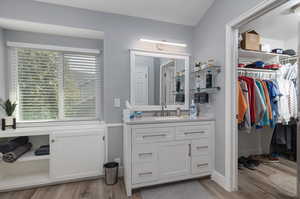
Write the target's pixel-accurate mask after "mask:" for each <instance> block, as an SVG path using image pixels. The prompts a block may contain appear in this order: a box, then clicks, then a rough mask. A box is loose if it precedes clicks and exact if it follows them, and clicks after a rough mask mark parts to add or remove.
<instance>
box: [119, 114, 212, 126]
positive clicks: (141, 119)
mask: <svg viewBox="0 0 300 199" xmlns="http://www.w3.org/2000/svg"><path fill="white" fill-rule="evenodd" d="M199 121H215V118H214V117H213V116H199V117H197V118H196V119H191V118H190V116H180V117H177V116H165V117H162V116H157V117H155V116H153V117H151V116H145V117H141V118H134V119H131V120H128V121H126V122H125V123H126V124H160V123H177V122H199Z"/></svg>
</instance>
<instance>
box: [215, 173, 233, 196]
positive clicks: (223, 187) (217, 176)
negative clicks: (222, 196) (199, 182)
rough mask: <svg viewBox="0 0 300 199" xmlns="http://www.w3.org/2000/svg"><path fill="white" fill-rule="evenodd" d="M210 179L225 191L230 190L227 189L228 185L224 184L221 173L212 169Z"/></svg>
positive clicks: (223, 177) (221, 174)
mask: <svg viewBox="0 0 300 199" xmlns="http://www.w3.org/2000/svg"><path fill="white" fill-rule="evenodd" d="M211 179H212V180H213V181H215V182H216V183H217V184H218V185H220V186H221V187H222V188H223V189H225V190H226V191H229V192H231V190H230V189H229V187H228V185H227V184H226V178H225V176H223V175H222V174H220V173H219V172H217V171H213V174H212V176H211Z"/></svg>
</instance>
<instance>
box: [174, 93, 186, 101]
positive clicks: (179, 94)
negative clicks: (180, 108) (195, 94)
mask: <svg viewBox="0 0 300 199" xmlns="http://www.w3.org/2000/svg"><path fill="white" fill-rule="evenodd" d="M184 97H185V94H184V93H177V94H176V96H175V98H176V99H175V101H176V102H180V103H184Z"/></svg>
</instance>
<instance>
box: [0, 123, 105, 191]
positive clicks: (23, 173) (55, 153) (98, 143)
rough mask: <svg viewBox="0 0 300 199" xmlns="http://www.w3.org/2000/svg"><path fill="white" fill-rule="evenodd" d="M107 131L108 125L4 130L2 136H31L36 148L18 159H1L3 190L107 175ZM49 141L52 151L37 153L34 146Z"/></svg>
mask: <svg viewBox="0 0 300 199" xmlns="http://www.w3.org/2000/svg"><path fill="white" fill-rule="evenodd" d="M105 132H106V127H105V125H94V126H74V127H71V128H70V127H69V128H64V127H59V128H58V127H56V128H53V127H52V128H30V129H29V128H26V129H25V128H24V129H17V130H14V131H7V132H2V133H1V134H0V138H14V137H19V136H28V137H29V138H30V142H32V144H33V149H32V151H30V152H28V153H26V154H24V155H23V156H22V157H21V158H20V159H19V160H17V161H16V162H14V163H5V162H3V161H0V171H1V172H0V192H3V191H9V190H17V189H24V188H32V187H36V186H43V185H51V184H59V183H65V182H68V181H76V180H80V179H87V178H94V177H99V176H101V175H103V164H104V161H105V154H106V152H105V148H106V147H105V139H104V136H105ZM45 144H49V145H50V155H48V156H35V155H34V150H35V149H37V148H38V147H39V146H41V145H45Z"/></svg>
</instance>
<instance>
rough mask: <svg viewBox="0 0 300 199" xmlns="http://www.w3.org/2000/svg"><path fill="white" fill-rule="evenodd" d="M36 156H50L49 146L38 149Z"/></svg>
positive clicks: (49, 148)
mask: <svg viewBox="0 0 300 199" xmlns="http://www.w3.org/2000/svg"><path fill="white" fill-rule="evenodd" d="M34 154H35V155H36V156H40V155H49V154H50V146H49V145H44V146H41V147H40V148H38V149H37V150H35V152H34Z"/></svg>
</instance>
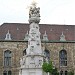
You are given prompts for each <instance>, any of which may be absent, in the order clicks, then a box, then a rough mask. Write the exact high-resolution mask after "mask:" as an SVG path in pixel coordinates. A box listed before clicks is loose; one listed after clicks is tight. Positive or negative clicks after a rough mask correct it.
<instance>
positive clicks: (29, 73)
mask: <svg viewBox="0 0 75 75" xmlns="http://www.w3.org/2000/svg"><path fill="white" fill-rule="evenodd" d="M39 22H40V8H39V7H37V6H36V2H33V3H32V4H31V6H30V9H29V24H30V30H29V39H28V48H27V49H26V55H25V56H23V57H22V58H21V59H20V65H21V67H20V71H19V75H43V72H42V64H43V57H44V56H43V51H42V49H41V39H40V31H39Z"/></svg>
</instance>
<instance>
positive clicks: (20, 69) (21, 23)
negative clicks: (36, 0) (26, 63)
mask: <svg viewBox="0 0 75 75" xmlns="http://www.w3.org/2000/svg"><path fill="white" fill-rule="evenodd" d="M39 9H40V8H38V10H39ZM31 11H33V8H31ZM33 12H34V11H33ZM33 12H30V13H29V23H30V24H31V23H33V22H34V24H33V25H31V26H33V27H29V24H26V23H25V24H23V23H3V24H2V25H1V26H0V75H19V70H20V71H21V70H22V69H23V68H20V67H21V65H20V59H21V58H22V57H23V56H25V55H26V54H29V52H28V53H27V52H26V50H27V48H29V47H28V46H29V41H28V39H29V38H30V36H29V33H31V31H30V32H29V30H30V28H32V32H34V31H33V28H35V31H36V29H38V27H39V28H40V29H38V33H39V35H40V37H41V42H40V44H41V47H40V46H39V48H42V52H43V53H44V55H45V59H47V61H52V64H53V67H54V68H57V70H58V71H59V74H60V75H68V72H75V26H74V25H54V24H38V23H39V21H40V19H38V18H39V17H40V14H39V11H38V12H37V13H36V11H35V12H34V13H33ZM32 17H33V18H32ZM36 23H37V24H38V25H39V26H38V25H36V26H35V24H36ZM34 26H35V27H34ZM37 26H38V27H37ZM39 31H40V32H39ZM36 33H37V32H36ZM38 33H37V34H38ZM31 36H32V35H31ZM32 37H33V36H32ZM36 37H37V38H39V36H38V35H37V36H36ZM35 40H36V39H35ZM39 40H40V38H39ZM30 41H34V39H32V40H31V39H30ZM37 45H39V41H37ZM36 48H37V49H38V50H40V49H39V48H38V47H36ZM37 49H35V50H37ZM28 50H29V49H28ZM38 50H37V51H35V52H36V53H37V52H38V53H39V51H38ZM40 52H41V51H40ZM38 56H39V55H38ZM41 59H42V58H41ZM32 60H33V58H32ZM32 60H31V61H32ZM28 63H29V62H28ZM28 63H27V64H28ZM36 63H37V62H36ZM33 64H34V65H35V63H33ZM38 64H41V62H40V61H39V62H38ZM28 66H29V65H28ZM28 66H27V67H28ZM35 66H36V65H35ZM37 66H38V65H37ZM23 71H24V70H23ZM28 71H29V70H28ZM28 74H29V73H28ZM28 74H27V75H28ZM22 75H24V74H22ZM30 75H35V74H30ZM40 75H42V74H40Z"/></svg>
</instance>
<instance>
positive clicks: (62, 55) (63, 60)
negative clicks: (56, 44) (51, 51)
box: [59, 50, 67, 66]
mask: <svg viewBox="0 0 75 75" xmlns="http://www.w3.org/2000/svg"><path fill="white" fill-rule="evenodd" d="M59 60H60V61H59V62H60V66H67V52H66V50H61V51H60V52H59Z"/></svg>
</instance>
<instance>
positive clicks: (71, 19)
mask: <svg viewBox="0 0 75 75" xmlns="http://www.w3.org/2000/svg"><path fill="white" fill-rule="evenodd" d="M32 1H33V0H0V25H1V24H3V23H29V22H28V19H29V8H28V7H29V6H30V4H31V2H32ZM36 2H37V6H38V7H40V15H41V17H40V18H41V21H40V24H64V25H66V24H67V25H75V0H36Z"/></svg>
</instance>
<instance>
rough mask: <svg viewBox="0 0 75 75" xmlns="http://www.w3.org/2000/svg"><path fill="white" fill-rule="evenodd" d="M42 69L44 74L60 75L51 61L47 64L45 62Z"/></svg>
mask: <svg viewBox="0 0 75 75" xmlns="http://www.w3.org/2000/svg"><path fill="white" fill-rule="evenodd" d="M42 69H43V71H44V72H46V73H48V72H49V73H50V74H52V75H59V73H58V71H57V68H54V67H53V64H52V62H51V61H50V62H49V63H47V62H44V63H43V65H42Z"/></svg>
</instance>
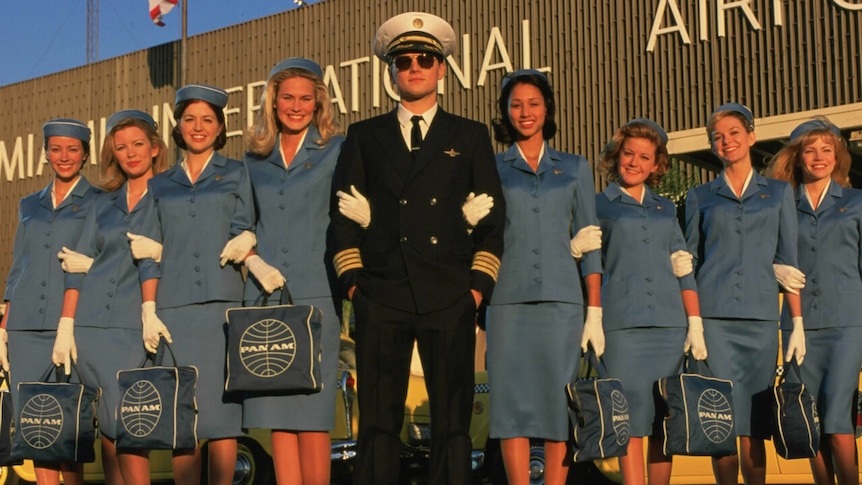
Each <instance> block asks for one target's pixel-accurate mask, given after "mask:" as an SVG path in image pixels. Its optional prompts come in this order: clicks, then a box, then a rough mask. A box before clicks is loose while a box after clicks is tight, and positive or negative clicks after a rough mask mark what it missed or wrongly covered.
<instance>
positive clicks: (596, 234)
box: [485, 70, 604, 485]
mask: <svg viewBox="0 0 862 485" xmlns="http://www.w3.org/2000/svg"><path fill="white" fill-rule="evenodd" d="M497 104H498V110H499V115H500V118H499V119H498V120H497V121H496V122H495V133H496V138H497V141H500V142H504V143H511V144H512V145H511V148H509V149H508V150H507V151H505V152H503V153H500V154H498V155H497V157H496V161H497V171H498V172H499V174H500V180H501V183H502V185H503V196H504V198H505V199H506V226H505V231H504V247H505V248H506V251H505V253H503V258H502V260H501V263H500V276H499V279H498V281H497V287H496V289H495V292H494V296H493V298H492V299H491V304H490V305H489V306H488V309H487V314H486V317H485V329H486V332H487V357H488V359H487V360H488V384H489V386H490V388H491V394H490V399H491V404H490V409H491V422H490V426H491V429H490V436H491V437H493V438H499V439H501V447H502V452H503V462H504V465H505V467H506V475H507V477H508V479H509V483H511V484H513V485H514V484H527V483H529V481H530V439H531V438H537V439H541V440H543V441H544V446H545V455H546V457H547V459H546V461H545V483H549V484H553V483H556V484H563V483H565V481H566V476H567V473H568V466H567V465H566V459H565V455H566V452H567V447H566V440H567V438H568V437H569V434H570V433H569V418H568V412H567V403H566V397H565V393H564V392H562V391H563V390H564V389H565V386H566V384H568V383H569V382H572V381H573V380H574V379H575V378H576V377H577V372H578V361H579V354H578V352H572V349H576V348H577V347H578V346H579V345H580V344H581V342H582V337H583V339H584V340H590V341H591V342H592V344H593V346H594V347H595V348H596V351H597V353H598V354H599V355H601V353H602V352H603V350H604V344H603V339H604V337H603V336H602V334H601V332H602V330H601V326H602V317H601V312H602V309H601V306H600V305H601V302H600V299H599V297H600V294H599V292H600V287H601V254H600V253H599V252H598V251H594V250H595V249H598V247H599V245H600V243H601V235H600V232H599V230H598V227H597V225H596V224H597V222H598V221H597V219H596V212H595V189H594V183H593V177H592V173H591V169H590V164H589V162H587V160H586V159H584V158H583V157H581V156H579V155H571V154H568V153H562V152H558V151H556V150H554V149H553V148H551V147H550V145H549V144H548V142H547V140H549V139H550V138H552V137H553V136H554V134H555V133H556V131H557V125H556V122H555V121H554V116H555V103H554V94H553V90H552V89H551V86H550V83H549V82H548V79H547V77H545V75H544V74H542V73H540V72H538V71H535V70H524V71H516V72H513V73H511V74H509V75H508V76H506V78H505V79H504V80H503V88H502V90H501V92H500V97H499V100H498V103H497ZM585 228H586V232H585V233H583V234H582V235H583V236H586V237H587V239H591V240H592V242H593V244H592V245H591V246H589V247H580V246H579V245H580V244H581V242H579V240H578V238H577V236H575V237H573V236H574V235H575V233H577V232H579V231H581V230H584V229H585ZM573 246H579V247H578V248H573ZM574 249H577V256H579V257H580V269H581V274H583V275H584V278H583V282H582V279H581V277H580V276H579V273H578V261H576V259H575V257H574V256H575V253H574ZM589 250H593V251H592V252H588V251H589ZM582 253H586V254H582ZM582 285H584V286H585V288H586V298H584V297H583V293H582ZM585 313H586V318H587V323H586V324H584V323H583V322H584V314H585ZM585 326H586V329H585Z"/></svg>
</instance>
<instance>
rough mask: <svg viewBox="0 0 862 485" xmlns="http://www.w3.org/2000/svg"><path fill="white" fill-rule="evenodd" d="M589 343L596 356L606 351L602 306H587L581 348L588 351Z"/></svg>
mask: <svg viewBox="0 0 862 485" xmlns="http://www.w3.org/2000/svg"><path fill="white" fill-rule="evenodd" d="M593 227H595V226H593ZM588 344H592V346H593V350H594V351H595V352H596V358H598V357H601V356H602V354H604V353H605V332H604V330H602V307H598V306H588V307H587V319H586V321H585V322H584V335H583V337H581V350H583V351H584V352H586V351H587V346H588Z"/></svg>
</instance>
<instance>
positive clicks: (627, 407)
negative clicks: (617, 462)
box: [611, 389, 630, 446]
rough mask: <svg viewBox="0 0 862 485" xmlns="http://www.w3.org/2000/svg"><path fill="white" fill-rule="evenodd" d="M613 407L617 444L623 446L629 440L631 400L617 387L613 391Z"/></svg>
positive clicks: (628, 440)
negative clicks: (629, 421) (629, 427)
mask: <svg viewBox="0 0 862 485" xmlns="http://www.w3.org/2000/svg"><path fill="white" fill-rule="evenodd" d="M611 407H612V409H613V417H612V418H611V419H613V422H614V433H616V435H617V444H618V445H620V446H622V445H625V444H626V443H628V442H629V430H630V428H629V426H630V425H629V402H628V401H626V398H625V396H623V393H622V392H620V391H619V390H617V389H614V390H613V392H611Z"/></svg>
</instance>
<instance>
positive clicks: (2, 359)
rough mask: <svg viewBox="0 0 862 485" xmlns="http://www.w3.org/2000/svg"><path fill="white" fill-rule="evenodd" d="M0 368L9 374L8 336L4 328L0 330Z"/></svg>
mask: <svg viewBox="0 0 862 485" xmlns="http://www.w3.org/2000/svg"><path fill="white" fill-rule="evenodd" d="M0 366H2V367H3V370H4V371H6V372H9V335H8V334H7V333H6V329H5V328H0Z"/></svg>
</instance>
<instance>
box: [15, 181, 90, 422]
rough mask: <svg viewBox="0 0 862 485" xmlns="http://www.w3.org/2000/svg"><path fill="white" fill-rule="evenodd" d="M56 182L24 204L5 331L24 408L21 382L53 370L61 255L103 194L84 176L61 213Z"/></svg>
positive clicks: (61, 307)
mask: <svg viewBox="0 0 862 485" xmlns="http://www.w3.org/2000/svg"><path fill="white" fill-rule="evenodd" d="M53 188H54V182H53V181H52V182H51V183H49V184H48V186H47V187H45V188H44V189H42V190H40V191H39V192H36V193H33V194H30V195H28V196H27V197H24V198H23V199H21V203H20V205H19V207H18V228H17V229H16V230H15V245H14V249H13V252H12V255H13V256H12V268H11V270H10V271H9V277H8V278H7V279H6V293H5V295H4V297H3V299H4V300H6V301H8V302H9V303H10V308H9V318H8V320H7V322H6V330H7V331H8V332H9V361H10V364H11V366H12V369H13V370H14V372H12V373H11V376H12V382H11V385H10V386H9V387H10V390H11V391H12V397H13V402H14V404H15V406H16V408H15V409H19V408H18V407H17V406H18V403H17V402H16V401H17V398H18V389H17V388H18V383H19V382H25V381H35V380H39V378H40V377H42V374H44V372H45V370H46V369H47V368H48V367H49V366H51V351H52V349H53V348H54V339H55V337H56V336H57V323H58V322H59V321H60V312H61V311H62V310H63V293H64V292H65V283H64V281H63V280H64V276H65V273H64V272H63V269H62V268H61V267H60V260H59V259H58V258H57V253H59V252H60V250H61V249H62V248H63V247H64V246H65V247H67V248H73V247H75V243H76V242H77V241H78V237H79V235H80V234H81V229H82V228H83V227H84V220H86V218H87V214H88V212H89V210H90V206H91V205H92V204H93V200H94V199H95V195H96V194H97V193H98V192H99V191H98V189H95V188H94V187H93V186H92V185H90V182H88V181H87V179H86V178H84V176H81V178H80V179H79V180H78V182H77V184H76V185H75V187H74V188H73V189H72V191H71V192H70V193H69V194H68V195H66V199H65V200H63V202H61V203H59V204H58V205H57V207H56V208H54V207H53V203H52V201H51V193H52V191H53Z"/></svg>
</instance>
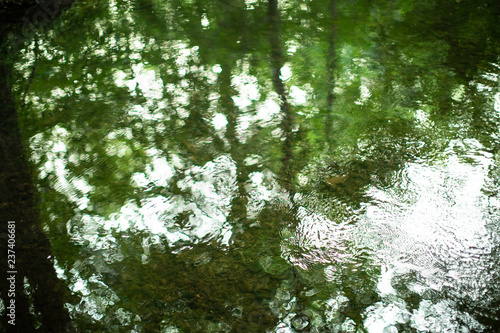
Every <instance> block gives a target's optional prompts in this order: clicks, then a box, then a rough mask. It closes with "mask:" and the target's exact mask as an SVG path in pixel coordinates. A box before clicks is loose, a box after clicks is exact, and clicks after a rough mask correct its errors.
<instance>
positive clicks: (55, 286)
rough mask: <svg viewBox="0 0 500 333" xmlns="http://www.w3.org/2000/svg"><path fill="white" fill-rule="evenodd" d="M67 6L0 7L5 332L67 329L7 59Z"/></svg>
mask: <svg viewBox="0 0 500 333" xmlns="http://www.w3.org/2000/svg"><path fill="white" fill-rule="evenodd" d="M73 2H74V0H47V1H41V2H38V3H35V2H34V1H24V2H17V3H14V2H10V1H2V2H1V3H0V5H1V9H0V20H1V22H2V27H1V28H0V52H2V60H1V62H0V158H1V161H0V261H1V264H0V293H1V297H2V300H3V302H4V305H5V307H6V308H7V309H6V311H5V316H3V318H2V319H1V323H2V325H3V327H4V328H5V331H6V332H23V333H27V332H57V333H60V332H67V331H68V329H69V328H71V319H70V317H69V314H68V311H67V310H66V309H65V307H64V291H65V289H64V286H63V284H62V283H61V281H59V279H58V278H57V275H56V272H55V269H54V264H53V262H52V259H51V258H52V255H51V246H50V241H49V240H48V238H47V236H46V235H45V234H44V232H43V230H42V226H41V224H40V219H39V211H38V208H37V206H36V204H35V187H34V183H33V180H32V178H31V172H30V170H29V167H28V162H27V159H26V154H25V150H24V146H23V142H22V139H21V134H20V129H19V118H18V114H17V109H16V103H15V100H14V97H13V95H12V85H11V69H12V63H10V62H9V59H13V58H14V57H15V54H16V53H17V52H18V51H19V50H20V47H21V46H22V44H23V41H24V40H25V39H26V38H28V37H29V36H30V35H31V32H32V31H33V32H34V31H35V29H37V28H40V27H41V26H43V25H45V24H47V23H49V22H51V21H53V20H54V19H55V18H56V17H57V16H58V15H59V14H60V13H61V12H62V10H64V9H66V8H69V6H71V4H72V3H73ZM10 221H12V222H10ZM13 226H14V227H13ZM13 240H15V242H14V241H13ZM9 255H10V256H9ZM9 259H10V260H9ZM8 278H9V280H8ZM11 304H12V305H11ZM9 307H10V308H9ZM14 314H15V315H14ZM14 318H15V320H13V319H14ZM13 323H15V325H13Z"/></svg>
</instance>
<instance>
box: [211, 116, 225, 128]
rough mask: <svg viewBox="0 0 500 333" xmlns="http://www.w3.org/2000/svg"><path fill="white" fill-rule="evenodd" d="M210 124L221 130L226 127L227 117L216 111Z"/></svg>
mask: <svg viewBox="0 0 500 333" xmlns="http://www.w3.org/2000/svg"><path fill="white" fill-rule="evenodd" d="M212 124H213V125H214V128H215V129H216V130H223V129H225V128H226V125H227V118H226V116H225V115H223V114H222V113H217V114H216V115H215V117H214V119H212Z"/></svg>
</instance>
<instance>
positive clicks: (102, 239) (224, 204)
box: [68, 156, 237, 260]
mask: <svg viewBox="0 0 500 333" xmlns="http://www.w3.org/2000/svg"><path fill="white" fill-rule="evenodd" d="M175 164H178V163H175V161H174V163H173V164H170V163H169V161H167V160H166V159H165V158H162V157H159V156H154V158H153V162H152V164H151V165H150V166H148V168H147V171H146V173H145V174H141V173H136V174H135V175H134V177H133V178H134V181H135V182H136V183H137V185H139V186H148V188H147V189H146V190H148V189H150V188H152V187H153V186H165V185H167V182H168V181H170V179H171V177H172V175H173V173H174V172H175V171H176V170H175V166H174V165H175ZM185 175H186V176H185V177H184V178H183V179H182V180H181V181H179V182H178V183H177V186H178V187H179V188H180V189H182V190H184V191H186V192H190V193H191V194H190V195H189V196H188V197H185V196H183V195H171V196H168V197H164V196H162V195H158V196H154V197H151V198H147V199H143V200H141V205H140V206H138V205H137V204H136V203H135V202H132V201H131V202H128V203H127V204H125V205H124V206H123V207H121V209H120V210H119V212H117V213H114V214H112V215H111V216H110V218H109V219H103V218H101V217H98V216H90V215H83V216H82V217H81V218H79V219H78V220H75V221H70V222H69V223H68V230H69V233H70V234H71V235H72V238H73V239H74V240H75V241H77V242H79V243H85V242H88V243H89V245H88V246H90V247H92V248H94V247H95V248H96V249H98V248H110V247H113V246H114V245H113V244H114V239H112V236H110V235H109V234H108V235H106V236H102V234H100V233H99V232H98V230H99V229H100V228H104V230H107V231H112V230H117V231H120V232H126V231H130V230H147V231H150V232H151V233H153V234H156V235H164V236H165V237H166V238H167V239H168V241H169V243H170V244H173V243H175V242H177V241H179V240H192V241H193V240H194V241H196V240H197V239H202V238H207V237H209V238H213V237H217V238H218V240H219V243H220V244H221V245H228V242H229V239H230V237H231V226H230V225H229V224H227V223H226V217H227V216H228V214H229V211H230V208H231V200H232V198H233V197H234V195H235V193H236V191H237V188H236V166H235V164H234V161H233V160H232V159H231V158H230V157H228V156H221V157H219V158H217V159H215V160H213V161H211V162H208V163H207V164H205V165H204V166H203V167H198V166H193V167H192V168H191V169H188V170H186V171H185ZM180 213H185V214H187V219H186V221H184V222H185V225H183V226H181V225H179V224H178V223H177V222H176V218H177V216H178V215H179V214H180ZM110 237H111V238H110ZM118 253H119V252H118ZM110 260H119V258H114V259H113V258H110Z"/></svg>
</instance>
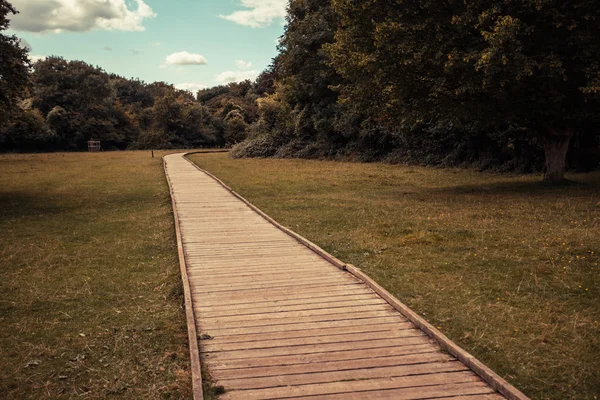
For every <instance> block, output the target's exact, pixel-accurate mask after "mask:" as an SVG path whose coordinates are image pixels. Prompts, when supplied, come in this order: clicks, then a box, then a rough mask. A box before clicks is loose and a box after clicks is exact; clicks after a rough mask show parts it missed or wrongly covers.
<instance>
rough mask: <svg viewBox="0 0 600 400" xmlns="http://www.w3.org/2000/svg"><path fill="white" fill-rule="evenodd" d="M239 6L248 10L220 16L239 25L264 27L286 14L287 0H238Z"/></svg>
mask: <svg viewBox="0 0 600 400" xmlns="http://www.w3.org/2000/svg"><path fill="white" fill-rule="evenodd" d="M240 1H241V3H242V4H241V6H242V7H244V8H247V9H248V10H240V11H235V12H233V13H232V14H229V15H220V17H221V18H223V19H226V20H228V21H231V22H235V23H236V24H239V25H245V26H251V27H253V28H264V27H266V26H268V25H271V24H272V23H273V21H275V20H277V19H279V20H283V19H284V18H285V16H286V13H287V11H286V7H287V4H288V0H240Z"/></svg>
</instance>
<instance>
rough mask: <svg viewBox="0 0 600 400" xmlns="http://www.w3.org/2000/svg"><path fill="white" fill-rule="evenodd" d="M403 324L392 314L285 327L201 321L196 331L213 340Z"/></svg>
mask: <svg viewBox="0 0 600 400" xmlns="http://www.w3.org/2000/svg"><path fill="white" fill-rule="evenodd" d="M383 322H387V323H393V322H398V323H404V322H405V320H404V319H403V318H402V317H401V316H399V315H396V314H394V313H391V314H386V315H383V316H382V315H379V314H378V315H373V316H362V317H360V318H356V319H346V318H342V319H340V320H335V321H334V320H331V319H326V320H323V321H313V322H303V323H300V324H287V325H264V326H252V327H239V326H234V327H229V328H218V327H212V328H209V327H204V326H203V325H202V321H201V320H199V322H198V329H200V330H201V333H202V334H210V335H211V336H213V337H215V338H219V337H234V336H237V337H252V336H262V335H263V334H266V333H274V332H278V333H283V332H299V331H304V330H309V329H320V328H334V327H355V326H365V325H370V324H375V323H383Z"/></svg>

******

From the first line of the records through the line containing "box: [215, 173, 233, 196]", please output exactly those lines and nothing more, leaving out the pictures.

Write the target's pixel-accurate mask after "mask:" for each <instance> block, as an SVG path using image pixels. The prompts a block may contain appear in this order: a box, then clicks, then a rough mask. A box is loose if it precedes clicks and exact if it follows them, and clicks after a rough mask mark parts to add or remove.
<instance>
box: [119, 114, 212, 126]
positive clicks: (141, 119)
mask: <svg viewBox="0 0 300 199" xmlns="http://www.w3.org/2000/svg"><path fill="white" fill-rule="evenodd" d="M199 121H215V118H214V117H213V116H199V117H197V118H196V119H191V118H190V116H180V117H177V116H165V117H162V116H157V117H155V116H153V117H151V116H145V117H141V118H134V119H131V120H128V121H126V122H125V123H126V124H160V123H177V122H199Z"/></svg>
</instance>
<instance>
box: [215, 173, 233, 196]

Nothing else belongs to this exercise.